### DIRECTIONS
Convert the rows below into a two-column CSV with the header instruction,points, giving one CSV line per row. Put each row's text in the instruction field and its answer in the points field, enclose both fields in double quotes, and replace any line breaks with spaces.

• • •

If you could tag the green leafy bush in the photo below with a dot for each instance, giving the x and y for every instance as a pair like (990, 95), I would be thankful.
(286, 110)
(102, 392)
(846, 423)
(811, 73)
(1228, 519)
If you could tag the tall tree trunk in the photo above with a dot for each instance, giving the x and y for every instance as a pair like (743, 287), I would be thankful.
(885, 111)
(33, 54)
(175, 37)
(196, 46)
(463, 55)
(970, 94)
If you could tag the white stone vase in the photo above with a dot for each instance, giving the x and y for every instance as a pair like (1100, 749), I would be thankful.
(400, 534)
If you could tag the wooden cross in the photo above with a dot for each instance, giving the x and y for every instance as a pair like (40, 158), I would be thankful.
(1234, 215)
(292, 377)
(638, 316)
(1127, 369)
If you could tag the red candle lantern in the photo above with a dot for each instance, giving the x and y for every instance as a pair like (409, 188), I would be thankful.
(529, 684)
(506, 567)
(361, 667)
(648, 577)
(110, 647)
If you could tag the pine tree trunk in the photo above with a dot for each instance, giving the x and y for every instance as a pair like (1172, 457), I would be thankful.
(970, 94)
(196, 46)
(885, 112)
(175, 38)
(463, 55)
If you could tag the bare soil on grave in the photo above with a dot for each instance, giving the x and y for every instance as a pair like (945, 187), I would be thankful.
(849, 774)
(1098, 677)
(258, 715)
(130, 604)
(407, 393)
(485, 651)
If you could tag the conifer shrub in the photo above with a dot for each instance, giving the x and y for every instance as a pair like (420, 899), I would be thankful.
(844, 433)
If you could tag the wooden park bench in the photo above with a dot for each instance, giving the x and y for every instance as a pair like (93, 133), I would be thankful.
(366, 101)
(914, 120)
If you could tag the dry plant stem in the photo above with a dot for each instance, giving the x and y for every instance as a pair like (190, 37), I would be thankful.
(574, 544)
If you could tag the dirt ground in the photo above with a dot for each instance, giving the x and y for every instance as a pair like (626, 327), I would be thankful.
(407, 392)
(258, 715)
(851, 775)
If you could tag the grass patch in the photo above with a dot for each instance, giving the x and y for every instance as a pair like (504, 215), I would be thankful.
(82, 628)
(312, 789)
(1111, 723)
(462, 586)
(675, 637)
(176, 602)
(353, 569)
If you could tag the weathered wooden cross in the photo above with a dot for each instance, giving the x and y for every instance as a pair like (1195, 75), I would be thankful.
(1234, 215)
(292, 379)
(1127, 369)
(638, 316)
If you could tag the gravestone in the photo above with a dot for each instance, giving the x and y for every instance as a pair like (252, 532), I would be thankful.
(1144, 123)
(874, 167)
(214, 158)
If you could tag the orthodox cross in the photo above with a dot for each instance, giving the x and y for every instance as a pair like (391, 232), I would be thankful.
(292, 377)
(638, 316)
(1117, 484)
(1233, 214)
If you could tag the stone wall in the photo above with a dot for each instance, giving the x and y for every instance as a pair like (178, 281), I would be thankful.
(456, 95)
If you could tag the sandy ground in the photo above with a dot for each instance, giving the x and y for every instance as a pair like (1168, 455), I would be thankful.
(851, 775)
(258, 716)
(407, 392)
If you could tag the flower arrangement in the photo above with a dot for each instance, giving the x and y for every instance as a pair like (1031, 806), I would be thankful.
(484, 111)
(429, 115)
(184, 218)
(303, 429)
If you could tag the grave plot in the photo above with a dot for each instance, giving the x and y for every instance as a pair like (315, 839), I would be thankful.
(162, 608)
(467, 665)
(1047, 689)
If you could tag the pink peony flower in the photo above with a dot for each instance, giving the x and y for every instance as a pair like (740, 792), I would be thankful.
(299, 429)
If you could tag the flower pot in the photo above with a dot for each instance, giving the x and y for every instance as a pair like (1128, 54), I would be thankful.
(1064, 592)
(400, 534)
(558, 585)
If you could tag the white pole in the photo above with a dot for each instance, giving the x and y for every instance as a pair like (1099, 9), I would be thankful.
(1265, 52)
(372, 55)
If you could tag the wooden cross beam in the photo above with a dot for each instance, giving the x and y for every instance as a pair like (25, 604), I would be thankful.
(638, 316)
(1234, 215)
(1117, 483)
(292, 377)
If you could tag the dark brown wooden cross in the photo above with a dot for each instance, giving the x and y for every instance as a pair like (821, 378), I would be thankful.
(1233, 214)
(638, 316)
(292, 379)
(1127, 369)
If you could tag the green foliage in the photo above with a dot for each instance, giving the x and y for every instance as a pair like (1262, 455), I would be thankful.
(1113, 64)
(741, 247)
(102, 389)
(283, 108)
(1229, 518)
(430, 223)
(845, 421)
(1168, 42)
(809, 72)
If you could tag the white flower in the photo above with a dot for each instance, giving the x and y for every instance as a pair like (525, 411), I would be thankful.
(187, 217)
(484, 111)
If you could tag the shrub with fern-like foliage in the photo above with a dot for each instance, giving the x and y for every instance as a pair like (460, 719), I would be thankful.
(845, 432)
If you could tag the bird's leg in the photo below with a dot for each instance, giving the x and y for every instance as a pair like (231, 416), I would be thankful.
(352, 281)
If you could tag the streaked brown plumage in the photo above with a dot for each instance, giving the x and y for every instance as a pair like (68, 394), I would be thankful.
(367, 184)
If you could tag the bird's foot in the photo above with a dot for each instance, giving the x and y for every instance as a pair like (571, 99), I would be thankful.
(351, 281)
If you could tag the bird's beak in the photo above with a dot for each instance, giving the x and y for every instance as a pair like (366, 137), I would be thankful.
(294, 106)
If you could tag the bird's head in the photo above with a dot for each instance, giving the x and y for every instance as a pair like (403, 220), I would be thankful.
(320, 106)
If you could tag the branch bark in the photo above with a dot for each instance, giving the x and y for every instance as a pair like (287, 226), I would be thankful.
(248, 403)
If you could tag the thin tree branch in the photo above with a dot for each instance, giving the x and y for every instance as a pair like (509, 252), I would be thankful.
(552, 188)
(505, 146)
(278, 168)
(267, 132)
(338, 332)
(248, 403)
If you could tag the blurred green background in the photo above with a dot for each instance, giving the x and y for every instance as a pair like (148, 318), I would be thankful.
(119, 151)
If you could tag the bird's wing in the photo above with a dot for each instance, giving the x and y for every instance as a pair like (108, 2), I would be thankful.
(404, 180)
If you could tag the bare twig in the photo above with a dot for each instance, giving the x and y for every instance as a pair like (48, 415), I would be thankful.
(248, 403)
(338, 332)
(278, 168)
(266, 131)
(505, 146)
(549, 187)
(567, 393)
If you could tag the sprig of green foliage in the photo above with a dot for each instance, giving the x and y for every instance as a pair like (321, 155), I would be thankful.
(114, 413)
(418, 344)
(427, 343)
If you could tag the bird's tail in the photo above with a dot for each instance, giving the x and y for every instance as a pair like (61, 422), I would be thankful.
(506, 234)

• • •

### THE SOLUTION
instruction,points
"If you could tag the green leafy bush in the photo below with a dot for each instance, giving the x and y for every instance as a pair like (990, 95), I would be thankful.","(286, 110) (102, 392) (846, 423) (811, 73) (1228, 519)"
"If you could tag the tall tree trunk in the photo above with a dot for each instance, giving the x and y for every instance as a pair like (743, 287), I would be thankful.","(885, 111) (33, 54) (175, 37) (196, 46) (463, 55) (970, 94)"
"If you could tag the white stone vase in the photo above with a dot for each instance, giving the x and y for every instance as a pair like (1100, 749), I would be thankful.","(400, 534)"
"If you could tag the wooden cross in the photo above with a dot for each instance, giving the x and y for every instance as a pair like (40, 158), I would be thankful.","(1234, 215) (292, 377) (638, 316) (1127, 369)"
"If you could tag the red candle lantern in the photo above with a dot for each instance, giving the x and y for every instance as a pair like (409, 188), I would be thankful.","(529, 684) (506, 567) (361, 667) (648, 577) (110, 647)"
"If you could tag the pine tree trunk in the photo above with a dot for each instance, giving the x and y for every instance as a pair like (1172, 457), I would be thankful.","(970, 94) (196, 46) (885, 112) (175, 38) (463, 55)"
"If you could tag the bare soil on grave in the photo above with a dot for each instance, giving the x and y for every instance as a pair like (945, 187), I would be thankful.","(849, 774) (1098, 677) (258, 715) (130, 604) (407, 393) (485, 651)"
"If you could tag the conifer shrub in the photo above with a dot for each instance, giving the x and y for every instance as a pair like (420, 899), I would be thankful.","(844, 433)"
"If you could tag the wooden park bench in the photo above with a dot for each instance, giving the x and y for every instance as a pair like (93, 133), I would be thankful.","(366, 101) (914, 120)"
"If you could tag the dry plant stem in the photo above with a dot for each instance, giving the x and y for every instance as a pair like (190, 37), I would be thankful.","(574, 544)"
"If you could tag the dirt ground in the photo above with a dot for each instance, giving the x and y for every instance as a pair like (626, 327), I would be thankful.","(407, 392) (258, 715) (851, 775)"
"If you could tag the grass patch in the photo above with a dot for each instance, giving the x and y for every instance as a pair like (504, 215), I would be thankful.","(82, 628) (312, 789) (1111, 723) (462, 586) (675, 637) (176, 602) (353, 569)"
"If you could tag the weathered wooden cross in the photo above with a dot for each instance, giving the x and y for every instance as a pair like (1195, 75), I would be thankful.","(1234, 215) (292, 379) (1127, 369) (638, 316)"
"If you could tag the gravestone in the photo above with a dot for each instance, giving the x and y for every instance as a pair like (252, 532), I would be thankful.","(1144, 123) (874, 167) (214, 158)"
"If you could tag the orthodox cross in the photo above with a dot for each instance, giving the x and y for every instance as a pair like (391, 232), I would be thankful.","(292, 377) (638, 316) (1117, 484) (1233, 214)"
"If you could tag the stone wall in the photo above with a dot for each instance, giving the x and y for every instance as a pair like (178, 281), I would be thankful.","(456, 95)"
"If you could tag the sandy ground in the photo above with a dot for each instance, giving the x and y for every instance as a pair like (1168, 455), I would be thankful.","(851, 775) (258, 716) (407, 392)"
"If you could tag the flower arrangement in the photo above with a dot for each instance, giving the x and y for every instance as a pair like (1031, 806), I would be thankful.","(484, 111) (429, 115) (184, 218) (303, 429)"
"If you could tag the grave plot in the photo above with a dot for each instance, giving the x and y for every instance as a pair like (315, 839), I would be thankful.","(162, 608) (467, 665) (1047, 689)"
"If you could tag the pink peony flower in the photo above with a dot for each instance, giving the x and y for every instance as a pair like (740, 792), I would be thankful.","(299, 429)"
"If you could tag the flower pot in the photo above with a dot for each instance, giving the x and y for every instance as a pair like (1128, 54), I would be thankful.","(1064, 592) (400, 534) (558, 585)"
"If you could tag the white pole in the photo above with a dot for each instance, giving the x and y for every instance as a pair like (1099, 9), I would be thankful.","(1265, 52) (372, 55)"
"If you could tag the wooden cross beam in the photo above with a dot for each instance, giving the x and y for every instance as a pair like (25, 604), I would be thankful.","(638, 316) (1234, 215) (1117, 483) (292, 377)"
"If you could tag the dark brown wooden cross in the photo above with a dot for each instance, giving the x and y for every instance as a pair like (821, 378), I would be thankful.","(1233, 214) (638, 316) (292, 379) (1127, 369)"
"If you could tag the green foliage in the photo above with a dot for each instance, giving the x and y for every instance as a pair like (1262, 455), I would be thankful.","(1113, 64) (741, 247) (102, 389) (283, 108) (1229, 518) (430, 223) (845, 421) (1168, 42) (809, 72)"
"If you could tag the white flower in the photo above with a dot for each instance, giving the x and y for every instance as a pair like (525, 411), I would be thankful.","(187, 217) (484, 111)"
"If you could tag the shrub with fern-like foliage in the photo above with a dot for each instance, giving the x and y for every instance as a pair like (460, 719), I would be thankful.","(845, 432)"
"If you could tag the bird's leg in the photo below with a dot for each instance, giving the x and y for every instance as a pair like (231, 416), I would be thankful.","(352, 281)"
"If you could tag the streaked brown plumage in the photo above with a dot for each instance, giving the x and y for every instance as a pair like (68, 394), I would be thankful.","(367, 184)"
"If you could tag the bird's foot in the photo above with a dot for each instance, giving the x and y for every instance as a pair like (571, 99), I would be thankful.","(351, 281)"
"If you could tag the bird's beak in the photo above with a dot for each instance, giving the x and y for every instance as a pair like (366, 137), I would be thankful.","(294, 106)"
"If you could tag the bird's head in the photo above with a dot for each instance, giving the x and y for every instance as a pair like (403, 220), I would be thankful.","(320, 106)"
"If you could tag the branch bark in the photo above with a dot for each instance, giving the x and y for every instance as a pair like (287, 226), I would be thankful.","(248, 403)"
"If you could tag the thin tree branch in the photo above with a dot for each instance, giving the x and y for every instance as a pair like (509, 252), I would be thankful.","(552, 188) (505, 146) (278, 168) (267, 132) (338, 332) (248, 403)"
"If you could tag the blurred green background in the photo above with a dot for each instance, giving the x and y for every instance as a pair like (148, 318), I would be thankful.","(119, 151)"
"If you could tag the bird's wing in the photo above with a dot for each instance, giving the x and y for every instance as a pair like (108, 2), I would be thankful.","(404, 180)"
"If you could tag the bare twig in the photo above with a dot for each instance, giving the x and y for every instance as a pair like (48, 415), I would be thankful.","(248, 403) (338, 332) (278, 168) (266, 131) (505, 146) (549, 187) (567, 393)"
"If you could tag the sprig of green foliage in the photo above with a dot for each instance, giving the x and y for every instance as a pair like (321, 155), I would be thankful.","(114, 413) (418, 344) (427, 343)"
"If you could tag the bird's tail in the photo above with a dot for each instance, giving the x and y for every instance as a pair like (61, 422), I would be thankful.","(506, 234)"